Well established as sampling innovators, the Art Of Noise have just released their fourth LP. David Bradwell talks to the Art's JJ Jeczalik about Fairlights and fairplay.

The Art Of Noise have long been at the forefront of the musical technology revolution. Fairlight programmer JJ Jeczalik takes time off to explain where they are and where they're going.

DEEP IN THE HEART OF RURAL BERKSHIRE stands the Monster Rat studio, the country home of the Art Of Noise. Having recently moved from his dining room to a converted garage, Monster Rat is JJ Jeczalik's pride and joy. JJ is the studio half of the Art Of Noise, a band who are now a two-piece following the departure of Gary Langan around 18 months ago.

The other half is Anne Dudley, equally as famous for her film scores (Buster, Silence Like Glass), string arrangements (Liza Minelli, Wet Wet Vet, Paul McCartney), keyboard playing (Wham!, ABC, Malcolm McLaren, Frankie Goes to Hollywood) and TV commercial production (Kellogg's Cornflakes, Bols, Revlon) as she is for her contribution to the Art Of Noise.

# Tasks to perform:
[A] Reproduce word for word the part of the Art Of Noise article from "Well established as" to "Fairlights and fairplay.".
[B] Carry the article on the Art Of Noise forward from its last sentence.
The data that comes next has no connection to the article on the Art Of Noise.

# Entries supplied:
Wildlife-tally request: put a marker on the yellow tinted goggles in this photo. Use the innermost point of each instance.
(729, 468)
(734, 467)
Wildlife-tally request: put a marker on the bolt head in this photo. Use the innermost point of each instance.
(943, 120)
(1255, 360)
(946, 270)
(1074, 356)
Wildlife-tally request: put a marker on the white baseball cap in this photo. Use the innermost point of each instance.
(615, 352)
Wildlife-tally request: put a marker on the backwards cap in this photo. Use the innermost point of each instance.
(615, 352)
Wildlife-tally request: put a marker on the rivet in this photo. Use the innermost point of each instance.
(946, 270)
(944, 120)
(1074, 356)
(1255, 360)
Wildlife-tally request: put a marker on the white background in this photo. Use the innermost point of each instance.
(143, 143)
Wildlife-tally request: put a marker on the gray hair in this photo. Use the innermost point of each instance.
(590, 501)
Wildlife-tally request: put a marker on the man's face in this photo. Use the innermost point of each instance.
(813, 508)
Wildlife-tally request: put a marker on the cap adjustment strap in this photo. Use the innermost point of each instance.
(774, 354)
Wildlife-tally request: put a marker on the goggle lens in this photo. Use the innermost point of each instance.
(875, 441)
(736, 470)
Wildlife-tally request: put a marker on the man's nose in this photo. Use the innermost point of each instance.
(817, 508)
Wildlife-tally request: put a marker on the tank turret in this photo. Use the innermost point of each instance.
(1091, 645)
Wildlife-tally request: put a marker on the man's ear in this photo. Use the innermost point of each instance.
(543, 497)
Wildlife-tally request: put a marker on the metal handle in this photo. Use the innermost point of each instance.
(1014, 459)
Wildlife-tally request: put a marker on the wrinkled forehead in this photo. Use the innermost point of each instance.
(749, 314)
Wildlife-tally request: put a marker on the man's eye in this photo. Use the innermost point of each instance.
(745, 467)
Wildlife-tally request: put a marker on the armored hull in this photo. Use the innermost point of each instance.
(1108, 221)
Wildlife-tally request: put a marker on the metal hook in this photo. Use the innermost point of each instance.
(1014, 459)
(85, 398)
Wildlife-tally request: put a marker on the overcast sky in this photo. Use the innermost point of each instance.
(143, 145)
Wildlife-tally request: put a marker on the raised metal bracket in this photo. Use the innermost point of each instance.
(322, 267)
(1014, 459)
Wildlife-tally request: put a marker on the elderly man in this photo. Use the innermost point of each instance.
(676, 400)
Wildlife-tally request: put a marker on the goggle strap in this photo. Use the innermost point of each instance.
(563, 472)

# Exercise answers:
[A]
Well established as sampling innovators, the Art Of Noise have just released their fourth LP. David Bradwell talks to the Art's JJ Jeczalik about Fairlights and fairplay.

[B]
JJ, meanwhile, has produced or mixed hit singles for acts as diverse as the Pet Shop Boss, Paul McCartney, Billy Idol and Jean Paul Gaultier. Throughout the '80s he's been in constant demand as one of the finest Fairlight programmers in the business, working on countless sessions and contributing to countless classic records. The Fairlight still occupies centre stage in Monster Rat, ironically perched atop a Black and Decker Workmate. As individuals, the Art Of Noise have a formidable track record. As a duo they're about to release Below The Waste, their fifth album and the source of the recent near-hit single 'Yebo'.

Despite the level of his success outside the band, JJ claims the Art Of Noise is still his primary concern. It doesn't have to be - both band members could survive quite happily without it, but behind his claim lies a genuine enthusiasm for the work he does and a desire to make the Art Of Noise much more than just a showcase for two session musicians.

"The question of priority is not an empirical judgement", he begins. "Priority to me implies a mental state apart from anything else. I think it might be more of a hobby for Anne, but it's very important for me. I tend to be the one who does the mixing and the studio work because that's something I know about and care about, and I'm not sure that that's necessarily her interest. Her interest is more in standing in front of a group of musicians and conducting them."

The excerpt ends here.